Natural-language object grounding data
..........
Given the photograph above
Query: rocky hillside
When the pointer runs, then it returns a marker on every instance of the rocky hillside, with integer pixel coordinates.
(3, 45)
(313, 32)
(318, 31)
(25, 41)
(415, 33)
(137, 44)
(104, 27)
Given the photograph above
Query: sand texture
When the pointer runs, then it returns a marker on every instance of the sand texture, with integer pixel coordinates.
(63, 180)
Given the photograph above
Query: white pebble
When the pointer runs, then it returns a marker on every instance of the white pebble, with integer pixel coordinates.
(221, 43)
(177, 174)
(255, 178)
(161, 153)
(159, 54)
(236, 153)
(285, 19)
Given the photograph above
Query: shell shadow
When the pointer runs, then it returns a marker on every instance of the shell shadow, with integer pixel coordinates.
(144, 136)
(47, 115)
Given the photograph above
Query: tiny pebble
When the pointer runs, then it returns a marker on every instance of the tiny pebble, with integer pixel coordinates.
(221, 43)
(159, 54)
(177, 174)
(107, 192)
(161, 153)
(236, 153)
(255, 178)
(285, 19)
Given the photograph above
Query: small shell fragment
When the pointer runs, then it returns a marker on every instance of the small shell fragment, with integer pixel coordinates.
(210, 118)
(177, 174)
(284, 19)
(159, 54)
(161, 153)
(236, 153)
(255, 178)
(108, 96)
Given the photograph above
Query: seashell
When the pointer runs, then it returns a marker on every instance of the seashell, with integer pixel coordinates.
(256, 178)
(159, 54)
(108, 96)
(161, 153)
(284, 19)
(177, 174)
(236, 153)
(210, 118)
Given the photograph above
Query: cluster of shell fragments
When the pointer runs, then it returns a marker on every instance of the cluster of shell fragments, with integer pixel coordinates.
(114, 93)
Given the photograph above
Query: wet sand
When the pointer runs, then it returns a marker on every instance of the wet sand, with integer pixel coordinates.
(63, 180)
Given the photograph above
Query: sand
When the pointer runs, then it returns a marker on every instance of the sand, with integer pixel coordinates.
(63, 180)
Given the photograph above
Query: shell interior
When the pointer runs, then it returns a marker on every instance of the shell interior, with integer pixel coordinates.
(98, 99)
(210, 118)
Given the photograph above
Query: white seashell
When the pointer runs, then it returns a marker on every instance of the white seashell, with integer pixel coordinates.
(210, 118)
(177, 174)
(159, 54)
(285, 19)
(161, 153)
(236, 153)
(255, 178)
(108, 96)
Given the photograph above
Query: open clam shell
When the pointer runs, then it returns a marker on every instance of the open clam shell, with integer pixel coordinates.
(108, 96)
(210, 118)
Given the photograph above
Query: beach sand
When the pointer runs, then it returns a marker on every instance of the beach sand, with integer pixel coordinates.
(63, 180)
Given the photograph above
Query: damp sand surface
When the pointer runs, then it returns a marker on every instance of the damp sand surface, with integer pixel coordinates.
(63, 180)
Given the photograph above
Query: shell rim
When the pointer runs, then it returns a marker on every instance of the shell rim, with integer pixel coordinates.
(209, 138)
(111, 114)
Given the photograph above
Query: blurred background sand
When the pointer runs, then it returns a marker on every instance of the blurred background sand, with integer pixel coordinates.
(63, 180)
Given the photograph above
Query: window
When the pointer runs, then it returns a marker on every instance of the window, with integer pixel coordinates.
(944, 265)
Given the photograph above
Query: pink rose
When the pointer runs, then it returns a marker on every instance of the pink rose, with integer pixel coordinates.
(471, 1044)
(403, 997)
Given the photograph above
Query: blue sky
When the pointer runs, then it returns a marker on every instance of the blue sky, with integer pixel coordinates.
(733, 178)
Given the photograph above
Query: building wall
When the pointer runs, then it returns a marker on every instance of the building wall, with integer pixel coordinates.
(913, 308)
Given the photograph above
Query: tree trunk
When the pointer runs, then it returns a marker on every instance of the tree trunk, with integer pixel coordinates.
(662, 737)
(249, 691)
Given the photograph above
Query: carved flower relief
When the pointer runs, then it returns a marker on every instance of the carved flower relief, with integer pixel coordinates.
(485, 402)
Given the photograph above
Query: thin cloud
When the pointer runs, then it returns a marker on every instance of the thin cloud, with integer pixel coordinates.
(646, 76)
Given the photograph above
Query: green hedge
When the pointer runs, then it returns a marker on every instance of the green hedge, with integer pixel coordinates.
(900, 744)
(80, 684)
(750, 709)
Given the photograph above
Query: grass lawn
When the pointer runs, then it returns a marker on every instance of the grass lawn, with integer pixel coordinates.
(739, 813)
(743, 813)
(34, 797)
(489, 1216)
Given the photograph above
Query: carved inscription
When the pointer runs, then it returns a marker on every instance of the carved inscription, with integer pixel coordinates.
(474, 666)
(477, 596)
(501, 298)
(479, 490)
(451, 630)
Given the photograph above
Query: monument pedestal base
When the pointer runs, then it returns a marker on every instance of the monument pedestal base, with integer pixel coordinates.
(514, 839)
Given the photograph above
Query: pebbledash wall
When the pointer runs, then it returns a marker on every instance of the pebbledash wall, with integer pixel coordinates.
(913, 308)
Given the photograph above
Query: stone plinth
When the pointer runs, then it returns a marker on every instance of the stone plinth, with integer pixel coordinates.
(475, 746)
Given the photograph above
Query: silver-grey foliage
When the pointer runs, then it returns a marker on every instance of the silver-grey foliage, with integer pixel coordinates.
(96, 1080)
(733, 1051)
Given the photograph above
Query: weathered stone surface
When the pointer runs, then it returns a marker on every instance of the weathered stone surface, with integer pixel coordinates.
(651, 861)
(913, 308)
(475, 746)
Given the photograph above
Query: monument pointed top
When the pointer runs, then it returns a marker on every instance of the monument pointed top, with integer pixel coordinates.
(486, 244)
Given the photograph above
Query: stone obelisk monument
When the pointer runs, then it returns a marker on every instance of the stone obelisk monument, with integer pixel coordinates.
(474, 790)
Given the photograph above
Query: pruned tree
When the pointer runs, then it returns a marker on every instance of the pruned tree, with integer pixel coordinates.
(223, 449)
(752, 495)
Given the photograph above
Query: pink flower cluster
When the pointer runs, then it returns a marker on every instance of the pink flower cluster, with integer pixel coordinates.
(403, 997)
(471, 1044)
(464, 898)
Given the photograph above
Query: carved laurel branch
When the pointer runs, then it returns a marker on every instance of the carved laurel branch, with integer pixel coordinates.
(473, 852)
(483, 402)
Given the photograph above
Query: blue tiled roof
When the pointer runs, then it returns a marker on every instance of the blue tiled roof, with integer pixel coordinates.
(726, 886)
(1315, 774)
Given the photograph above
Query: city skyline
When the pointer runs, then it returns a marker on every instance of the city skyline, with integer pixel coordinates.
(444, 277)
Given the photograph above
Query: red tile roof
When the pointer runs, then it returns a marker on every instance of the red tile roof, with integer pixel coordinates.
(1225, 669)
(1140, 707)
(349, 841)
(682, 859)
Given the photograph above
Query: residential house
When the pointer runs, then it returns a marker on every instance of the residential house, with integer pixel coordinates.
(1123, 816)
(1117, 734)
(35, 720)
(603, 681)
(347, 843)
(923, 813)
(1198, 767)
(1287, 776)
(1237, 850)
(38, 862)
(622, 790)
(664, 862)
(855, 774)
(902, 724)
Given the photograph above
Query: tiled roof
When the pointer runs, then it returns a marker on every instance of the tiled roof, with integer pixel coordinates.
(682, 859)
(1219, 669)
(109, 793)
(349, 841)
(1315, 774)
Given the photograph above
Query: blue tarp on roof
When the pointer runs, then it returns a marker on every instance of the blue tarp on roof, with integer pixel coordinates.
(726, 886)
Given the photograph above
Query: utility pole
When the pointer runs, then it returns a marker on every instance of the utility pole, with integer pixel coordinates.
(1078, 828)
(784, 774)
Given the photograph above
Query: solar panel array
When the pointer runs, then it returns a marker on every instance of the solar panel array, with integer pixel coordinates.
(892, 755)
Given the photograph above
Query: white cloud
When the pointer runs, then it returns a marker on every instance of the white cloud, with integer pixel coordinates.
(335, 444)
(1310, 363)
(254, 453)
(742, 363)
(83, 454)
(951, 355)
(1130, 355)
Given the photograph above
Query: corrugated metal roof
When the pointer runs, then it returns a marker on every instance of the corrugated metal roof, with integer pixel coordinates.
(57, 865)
..........
> **Task brief**
Look above for the line with "Query: utility pole" and the line with "Query: solar panel array", and reproduce exactly those two lines plus every line between, nothing more.

> **Solution to this exercise**
Query: utility pole
When the pointer runs, then it returns a marker on every instance of the utility pole, with integer pixel coordinates.
(1078, 828)
(784, 774)
Given the photograph above
Query: solar panel array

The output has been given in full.